Task to carry out — Repeat word for word the part of the CSS mailing-list message below between "- From: Andrew" and "as any other.", inclusive.

Given passage —
╔══
- From: Andrew Fedoniouk <news@terrainformatica.com>
- Date: Tue, 18 May 2004 10:49:32 -0700
- To: "Anne van Kesteren (fora)" <fora@annevankesteren.nl>
- Cc: Tantek Çelik <tantek@cs.stanford.edu>, <ernestcline@mindspring.com>, <www-style@w3.org>
"Note that 'calc()' will let you do a lot more and give you more
possibilities."
%% units and calc() are orthogonal in the same meaning as pixel units and
the calc().
%% units introduce concept of "free space" and give physical and strong
formal meaning to the 'auto' value which is, again, exactly 100%% in all
current use cases in the spec.
calc() could use %% units as any other.
calc() (without %%) will not allow you to define layouts like this
.fluid {
margin-left: 25%%;
border-width-left: 4px;
padding-left: 10%%;
width: 50%%;
padding-right: 5%%;
border-width-right: 10px;
margin-right: 20%%;
}
I can see only one really valuable (for me) use case of calc(). Actually not
calc() but if()
╚══
(Segmentation labeling records)
╔══
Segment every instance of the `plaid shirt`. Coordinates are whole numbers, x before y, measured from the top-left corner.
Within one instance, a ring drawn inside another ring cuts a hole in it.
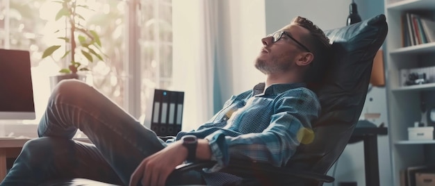
[[[311,123],[320,113],[315,93],[304,83],[264,88],[260,83],[233,96],[197,130],[177,135],[177,140],[185,135],[208,140],[212,160],[218,163],[206,172],[224,167],[231,156],[284,166],[304,140],[312,139]]]

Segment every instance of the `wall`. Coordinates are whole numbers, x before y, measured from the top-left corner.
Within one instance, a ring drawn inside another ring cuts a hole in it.
[[[271,33],[288,24],[294,17],[305,17],[323,30],[344,26],[349,15],[350,0],[265,0],[266,33]],[[384,1],[355,0],[362,19],[384,13]],[[386,98],[384,87],[373,87],[368,94],[366,105],[361,115],[380,113],[379,118],[369,121],[377,125],[384,123],[388,126]],[[378,137],[380,185],[392,185],[391,162],[388,136]],[[348,145],[345,151],[328,173],[336,178],[334,183],[325,186],[338,185],[340,182],[357,182],[358,185],[366,185],[362,142]]]

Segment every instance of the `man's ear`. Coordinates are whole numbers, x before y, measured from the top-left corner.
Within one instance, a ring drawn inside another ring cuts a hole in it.
[[[311,52],[303,53],[299,56],[296,64],[299,66],[306,66],[310,65],[314,60],[314,56]]]

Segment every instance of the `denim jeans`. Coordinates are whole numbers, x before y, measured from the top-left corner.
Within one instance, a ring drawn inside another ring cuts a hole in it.
[[[92,144],[72,140],[78,128]],[[25,144],[0,186],[72,178],[126,185],[143,159],[167,146],[99,91],[76,80],[63,81],[54,90],[38,133],[39,138]],[[198,172],[190,171],[167,183],[203,182]]]

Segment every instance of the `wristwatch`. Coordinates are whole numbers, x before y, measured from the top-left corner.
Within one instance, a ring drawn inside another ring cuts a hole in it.
[[[197,146],[198,145],[198,139],[192,135],[187,135],[181,137],[183,145],[188,149],[188,162],[194,161],[197,158]]]

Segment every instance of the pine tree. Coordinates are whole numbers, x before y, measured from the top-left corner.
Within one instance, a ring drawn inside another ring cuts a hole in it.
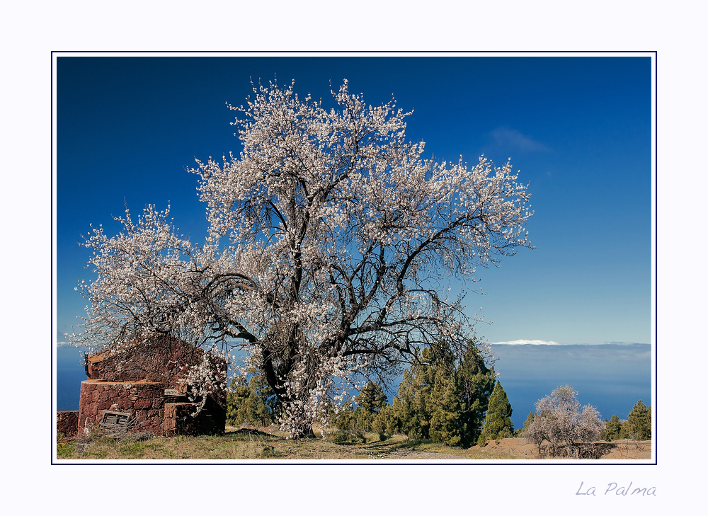
[[[354,401],[367,412],[375,414],[386,405],[388,399],[380,385],[370,382],[354,396]]]
[[[430,391],[430,439],[447,446],[458,446],[466,437],[460,421],[461,407],[454,370],[439,367]]]
[[[496,377],[494,368],[488,368],[476,346],[471,345],[457,366],[462,446],[472,446],[481,433]]]
[[[514,424],[511,422],[511,403],[501,382],[497,382],[489,396],[484,430],[486,439],[504,439],[514,435]]]
[[[623,437],[644,441],[651,439],[651,411],[640,399],[632,407],[622,426]]]
[[[620,418],[617,417],[617,414],[614,414],[612,418],[610,418],[609,421],[605,420],[606,424],[605,426],[605,430],[600,435],[600,439],[603,441],[615,441],[620,439],[620,435],[622,432],[622,421],[620,420]]]

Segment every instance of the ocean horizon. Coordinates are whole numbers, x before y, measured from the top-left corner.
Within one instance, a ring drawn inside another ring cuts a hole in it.
[[[652,405],[651,347],[649,344],[493,344],[494,369],[513,411],[515,428],[523,426],[541,398],[560,385],[578,391],[581,405],[592,405],[604,419],[626,419],[641,400]],[[86,379],[83,352],[57,348],[57,410],[79,410],[81,382]],[[396,389],[397,385],[392,386]],[[394,392],[387,392],[390,403]]]

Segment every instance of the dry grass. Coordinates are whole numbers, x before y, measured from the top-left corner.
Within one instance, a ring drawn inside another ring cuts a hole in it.
[[[317,432],[319,433],[319,432]],[[394,435],[383,441],[377,434],[365,435],[366,442],[329,442],[321,437],[291,440],[273,428],[254,430],[227,428],[222,435],[154,437],[135,439],[130,435],[115,438],[96,434],[92,437],[57,444],[59,459],[76,460],[197,460],[197,461],[348,461],[348,460],[530,460],[539,457],[530,452],[534,445],[521,439],[492,441],[484,447],[467,449],[445,447]],[[641,448],[640,450],[639,448]],[[651,443],[639,447],[618,447],[612,459],[651,457]],[[641,452],[640,454],[639,452]],[[640,456],[641,455],[641,456]],[[604,458],[604,457],[603,457]]]

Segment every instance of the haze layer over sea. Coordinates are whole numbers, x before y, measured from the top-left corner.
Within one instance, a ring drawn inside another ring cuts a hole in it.
[[[599,345],[492,344],[498,373],[513,414],[515,428],[523,426],[537,401],[560,385],[578,392],[583,405],[595,406],[602,417],[626,419],[638,400],[651,399],[651,348],[649,344]],[[86,379],[82,354],[60,346],[57,352],[57,409],[79,409],[81,382]],[[389,403],[395,394],[389,395]]]

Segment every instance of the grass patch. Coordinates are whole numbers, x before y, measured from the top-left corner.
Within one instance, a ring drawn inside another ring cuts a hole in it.
[[[316,432],[320,433],[320,432]],[[469,449],[443,446],[428,440],[393,435],[382,440],[375,432],[354,435],[329,432],[326,437],[292,440],[273,428],[265,429],[227,428],[218,435],[196,437],[120,438],[97,434],[73,440],[57,440],[57,457],[91,460],[436,460],[518,459],[523,455],[489,447]]]

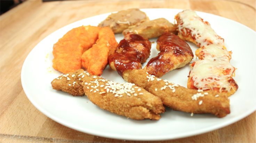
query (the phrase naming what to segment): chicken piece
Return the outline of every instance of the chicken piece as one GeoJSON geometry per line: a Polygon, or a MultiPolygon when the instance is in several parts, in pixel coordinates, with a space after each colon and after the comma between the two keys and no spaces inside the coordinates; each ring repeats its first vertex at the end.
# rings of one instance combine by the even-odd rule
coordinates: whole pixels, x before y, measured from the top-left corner
{"type": "Polygon", "coordinates": [[[132,32],[141,36],[145,39],[159,37],[166,32],[176,32],[176,26],[163,18],[146,21],[129,27],[123,32],[124,35],[132,32]]]}
{"type": "Polygon", "coordinates": [[[229,100],[225,94],[188,89],[148,74],[144,69],[130,71],[128,81],[160,97],[164,105],[175,110],[210,113],[219,117],[230,113],[229,100]]]}
{"type": "Polygon", "coordinates": [[[83,70],[80,69],[74,72],[62,74],[51,81],[53,89],[67,92],[74,96],[84,95],[83,86],[81,84],[82,82],[81,79],[85,76],[83,77],[83,74],[81,73],[83,72],[83,70]]]}
{"type": "Polygon", "coordinates": [[[117,45],[111,30],[107,27],[101,28],[96,43],[82,55],[83,67],[91,74],[101,75],[107,63],[108,57],[114,53],[117,45]]]}
{"type": "Polygon", "coordinates": [[[141,36],[128,33],[120,41],[115,53],[109,57],[110,67],[126,77],[124,71],[140,69],[150,54],[151,42],[141,36]]]}
{"type": "Polygon", "coordinates": [[[98,39],[99,28],[82,26],[72,29],[54,44],[53,67],[63,73],[82,67],[81,56],[98,39]]]}
{"type": "Polygon", "coordinates": [[[175,19],[178,25],[178,36],[182,39],[193,43],[199,48],[211,44],[225,47],[224,39],[195,11],[184,10],[175,16],[175,19]]]}
{"type": "Polygon", "coordinates": [[[191,64],[187,88],[214,90],[228,96],[234,94],[238,86],[232,78],[235,68],[229,62],[231,53],[214,45],[197,50],[196,54],[200,60],[191,64]]]}
{"type": "Polygon", "coordinates": [[[146,14],[138,9],[134,8],[111,14],[99,24],[98,26],[108,27],[114,33],[121,33],[131,25],[148,20],[146,14]]]}
{"type": "Polygon", "coordinates": [[[160,52],[150,60],[144,68],[149,74],[157,77],[184,66],[193,58],[189,45],[172,33],[165,33],[159,37],[157,48],[160,52]]]}
{"type": "Polygon", "coordinates": [[[133,119],[158,120],[165,111],[160,98],[134,84],[117,83],[82,69],[59,77],[51,85],[54,89],[73,96],[85,93],[101,108],[133,119]]]}

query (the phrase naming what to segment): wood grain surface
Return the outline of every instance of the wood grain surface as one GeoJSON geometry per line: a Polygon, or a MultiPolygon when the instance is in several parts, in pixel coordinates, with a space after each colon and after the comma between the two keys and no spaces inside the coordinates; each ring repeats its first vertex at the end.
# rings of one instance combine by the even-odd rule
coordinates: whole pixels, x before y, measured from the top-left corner
{"type": "MultiPolygon", "coordinates": [[[[0,16],[0,142],[135,142],[95,136],[54,121],[31,104],[21,82],[26,56],[47,36],[86,17],[132,8],[192,9],[256,29],[255,0],[26,1],[0,16]]],[[[152,142],[255,143],[256,119],[255,112],[237,123],[208,133],[152,142]]]]}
╚══
Exercise solution —
- From: Andrew Fedoniouk <news@terrainformatica.com>
- Date: Tue, 18 May 2004 10:49:32 -0700
- To: "Anne van Kesteren (fora)" <fora@annevankesteren.nl>
- Cc: Tantek Çelik <tantek@cs.stanford.edu>, <ernestcline@mindspring.com>, <www-style@w3.org>
"Note that 'calc()' will let you do a lot more and give you more
possibilities."
%% units and calc() are orthogonal in the same meaning as pixel units and
the calc().
%% units introduce concept of "free space" and give physical and strong
formal meaning to the 'auto' value which is, again, exactly 100%% in all
current use cases in the spec.
calc() could use %% units as any other.